▶ _WHAT IS NEEDED_:
Reproduce all of the entries below word for word, leaving out the pictures.

▶ _INFORMATION PROVIDED_:
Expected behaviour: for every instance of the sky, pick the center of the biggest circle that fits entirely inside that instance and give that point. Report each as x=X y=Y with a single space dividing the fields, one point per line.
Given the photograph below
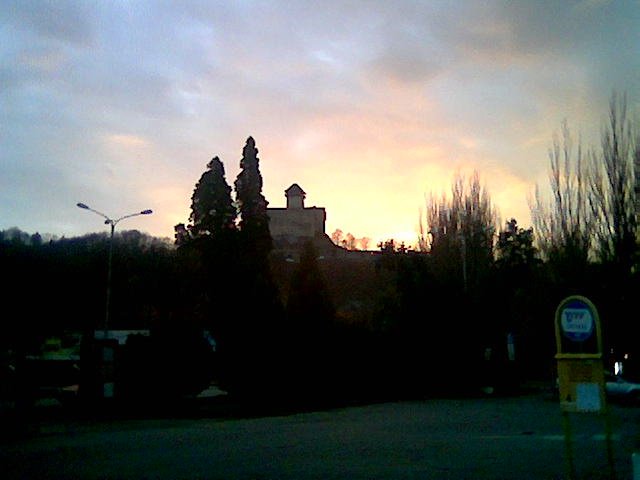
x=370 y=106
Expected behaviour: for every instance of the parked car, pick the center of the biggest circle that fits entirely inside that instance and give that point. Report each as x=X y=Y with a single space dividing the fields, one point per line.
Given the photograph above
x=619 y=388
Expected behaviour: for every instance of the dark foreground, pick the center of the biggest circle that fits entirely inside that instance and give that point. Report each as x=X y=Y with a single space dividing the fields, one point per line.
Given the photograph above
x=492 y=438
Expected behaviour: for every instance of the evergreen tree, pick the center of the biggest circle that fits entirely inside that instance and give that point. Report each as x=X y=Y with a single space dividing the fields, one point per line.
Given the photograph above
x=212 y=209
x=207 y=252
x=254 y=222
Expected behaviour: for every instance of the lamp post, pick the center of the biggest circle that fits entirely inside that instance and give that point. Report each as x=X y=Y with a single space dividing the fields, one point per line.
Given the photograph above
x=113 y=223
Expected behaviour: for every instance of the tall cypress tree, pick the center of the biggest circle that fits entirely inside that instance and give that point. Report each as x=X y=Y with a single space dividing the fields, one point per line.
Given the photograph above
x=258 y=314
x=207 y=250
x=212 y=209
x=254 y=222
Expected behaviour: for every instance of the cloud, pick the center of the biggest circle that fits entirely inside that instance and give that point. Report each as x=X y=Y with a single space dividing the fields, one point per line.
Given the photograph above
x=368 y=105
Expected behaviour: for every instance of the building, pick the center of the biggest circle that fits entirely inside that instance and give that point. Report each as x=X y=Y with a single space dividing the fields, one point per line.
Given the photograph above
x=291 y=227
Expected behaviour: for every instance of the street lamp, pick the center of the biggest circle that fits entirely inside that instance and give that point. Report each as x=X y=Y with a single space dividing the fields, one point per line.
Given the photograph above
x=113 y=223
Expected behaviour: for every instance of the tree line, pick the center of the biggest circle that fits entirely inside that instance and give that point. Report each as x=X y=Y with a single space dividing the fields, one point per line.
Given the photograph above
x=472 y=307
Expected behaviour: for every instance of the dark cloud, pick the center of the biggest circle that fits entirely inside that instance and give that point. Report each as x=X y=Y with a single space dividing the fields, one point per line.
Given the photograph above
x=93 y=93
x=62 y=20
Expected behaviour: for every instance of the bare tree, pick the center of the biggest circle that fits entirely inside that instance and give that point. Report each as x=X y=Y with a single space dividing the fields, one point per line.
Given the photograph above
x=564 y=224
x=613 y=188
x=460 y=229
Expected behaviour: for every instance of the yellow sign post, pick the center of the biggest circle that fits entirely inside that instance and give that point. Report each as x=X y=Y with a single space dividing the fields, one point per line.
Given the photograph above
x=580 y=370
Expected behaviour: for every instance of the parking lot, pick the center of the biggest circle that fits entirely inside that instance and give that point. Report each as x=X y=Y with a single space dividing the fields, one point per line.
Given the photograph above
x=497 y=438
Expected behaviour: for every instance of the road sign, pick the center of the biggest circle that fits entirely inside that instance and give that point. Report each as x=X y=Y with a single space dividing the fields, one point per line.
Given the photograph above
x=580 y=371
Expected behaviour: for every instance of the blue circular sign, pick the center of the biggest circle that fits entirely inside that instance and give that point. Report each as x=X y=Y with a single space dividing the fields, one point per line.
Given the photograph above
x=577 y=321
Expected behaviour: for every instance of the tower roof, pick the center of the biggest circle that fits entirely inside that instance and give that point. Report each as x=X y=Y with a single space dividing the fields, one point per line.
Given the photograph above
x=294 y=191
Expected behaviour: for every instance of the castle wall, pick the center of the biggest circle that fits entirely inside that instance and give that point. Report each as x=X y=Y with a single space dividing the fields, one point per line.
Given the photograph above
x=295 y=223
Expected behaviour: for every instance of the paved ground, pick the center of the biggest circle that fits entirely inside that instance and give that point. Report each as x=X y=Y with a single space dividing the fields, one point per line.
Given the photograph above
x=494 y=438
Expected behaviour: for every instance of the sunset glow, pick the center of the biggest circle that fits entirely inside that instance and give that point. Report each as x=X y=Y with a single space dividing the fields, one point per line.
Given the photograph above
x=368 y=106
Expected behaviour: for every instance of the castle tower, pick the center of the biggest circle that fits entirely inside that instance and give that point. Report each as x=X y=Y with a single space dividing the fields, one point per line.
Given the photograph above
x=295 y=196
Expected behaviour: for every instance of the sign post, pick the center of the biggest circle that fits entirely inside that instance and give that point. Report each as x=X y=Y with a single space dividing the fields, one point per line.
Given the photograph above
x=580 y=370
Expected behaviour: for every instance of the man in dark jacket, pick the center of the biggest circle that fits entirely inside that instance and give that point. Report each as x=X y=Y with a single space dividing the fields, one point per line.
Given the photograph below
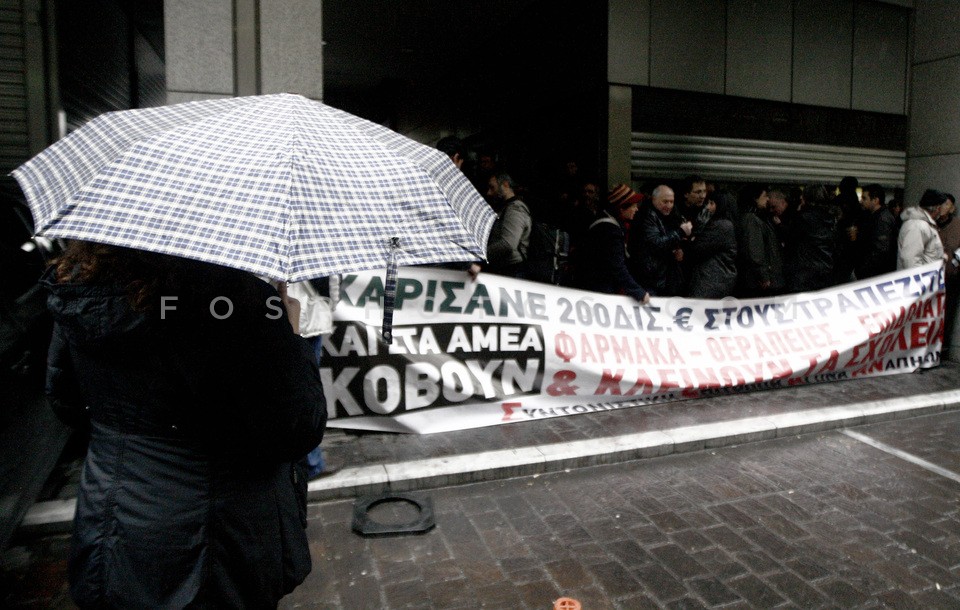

▶ _THE RESULT_:
Expected behaviour: for every instance of the sky, pick the center of the biggest circle that fits entirely inside that instance and give that point. Report each as x=X y=Y with a single space dividing the fields, one point per line.
Given the photograph below
x=370 y=106
Expected behaviour: for every instance of the parked car, pick the center of the biggest circle that fits entirely inside that instance and give that point. Report each as x=X y=Y with a single space dividing the fields, one point per line.
Given the photograph above
x=619 y=388
Expected behaviour: for every instance of the dark foreground, pick the center of the biggest circle that fits entirely inside that instance and give that point. Report each as x=X y=Y with a single space dividing the fields, one point per line.
Given the photograph above
x=492 y=438
Expected behaviour: for every instance of the evergreen tree, pick the center of the biggest circle that fits entirely inside that instance and give that point. Report each as x=X y=Y with a single space dividing the fields, one point per line.
Given the photograph above
x=212 y=209
x=207 y=252
x=254 y=222
Expected behaviour: for every instance of the lamp post, pick the center of the biggest circle that fits entirely inside that instance and give that point. Report each as x=X y=Y with a single space dividing the fields, one point per line.
Given the photograph above
x=113 y=223
Expected behaviour: for every instance of the tall cypress tree, pick the center of the biggest circle that fits entirely inside that instance and give that point. Report each as x=X y=Y with a single space dividing the fields, one point per line.
Given the photograph above
x=258 y=314
x=207 y=250
x=212 y=209
x=254 y=222
Expected behaviour: for every instance of the cloud, pick the center of the biggest circle that fits entirely inside that instance and give that point. Report each as x=X y=Y with a single space dividing the fields, one point per line.
Given the photograph above
x=368 y=105
Expected behaviour: for every instance of the building, pick the center of the biggest circle that fits entirely inside that instance and give that point. Report each as x=X y=Y with a single space dividing the fields, one point per line.
Given the photograph above
x=291 y=227
Expected behaviour: for every instance of the street lamp, pick the center of the biggest circle that fits entirely inside that instance and give that point. Report each as x=X y=Y with a single space dividing the fields, one point per line.
Given the photograph above
x=113 y=223
Expected behaviour: for every instance of the tree line, pick the center of the biggest circle that fits entirely inside that instance and give that point. Report each as x=X y=Y with a single space dividing the fields, one point per line.
Given the photograph above
x=472 y=307
Expected behaviour: for every instance of the dark cloud, pick the center of the biggest circle that fits entirely inside that instance and give that point. Report each as x=X y=Y with a single space dividing the fields, one point per line.
Given the photograph above
x=93 y=93
x=62 y=20
Expected behaviour: for every instance of the bare tree, pick the center of the biggest circle that fits entirely inside that instance and give that point. Report each as x=X y=Y with a single space dividing the fields, one point per line.
Given the photograph above
x=564 y=224
x=613 y=188
x=460 y=229
Expected behaviour: for every instance of the yellow sign post, pick the center of the biggest circle that fits entirely inside that instance and give that point. Report each as x=X y=Y with a single space dividing the fields, one point per line.
Given the photograph above
x=580 y=370
Expected behaviour: for every instance of the parking lot, pick the center of the biggest circle that fits entirely inside that instance and give that point. Report each as x=X y=Y with a single space dividing the fields, one point per line.
Given the photograph above
x=497 y=438
Expected behaviour: for every instance of the road sign, pick the center of the biggest circle that fits entirely inside that instance and give that point. Report each as x=X y=Y with a single space dividing the fields, one point per line.
Given the photograph above
x=580 y=371
Expected behaviour: for every instance of the blue circular sign, pick the center of the biggest circle that fits entirely inside that instance and give that point. Report each as x=X y=Y with a single space dividing the fields, one point per line.
Given the photograph above
x=577 y=321
Expected behaviour: for every instance of the tower roof, pick the center of the biggest circle that fits entirely inside that instance and give that point. Report each as x=X y=Y with a single space dividing the fields, one point per line.
Given the photograph above
x=294 y=191
Expected behaviour: for every instance of the castle wall, pick the center of the biggest circle that fits entirely inside that instance and give that point. Report each as x=X y=Y with a single space dividing the fields, one point per line.
Given the photograph above
x=295 y=223
Expected behaviour: for every instance of the paved ground, pick the center of the biggest circle that fits entirely inside that instance and give that point. Report each as x=X y=Y with a single space dividing the fields, one point per line.
Given the photograph above
x=494 y=438
Expected behaviour: for every instance of the sunset glow, pick the center of the biggest circle that fits entirely inside that instance and give that point. Report each as x=X y=Y with a single space dividing the fields, one point per line.
Given the photograph above
x=368 y=106
Expected behaviour: for every instance of the castle tower, pick the center of the biggest circle that fits entirely inside that instance and give that point. Report each as x=X y=Y with a single space dividing the fields, one point per line.
Given the photograph above
x=295 y=196
Expected behaviour: for every instance of the sign post, pick the center of the biggest circle that fits entirely inside that instance and give that point. Report each as x=X y=Y with a single space dividing the fields, one point per line.
Given the photograph above
x=580 y=370
Expected behaviour: for every instance of the man in dark jacket, pick the center of the biggest circle that fits entirely inside that instance and give that point. Report each as x=X y=Y with a single space dividing the fields, one point per line.
Given the photograph below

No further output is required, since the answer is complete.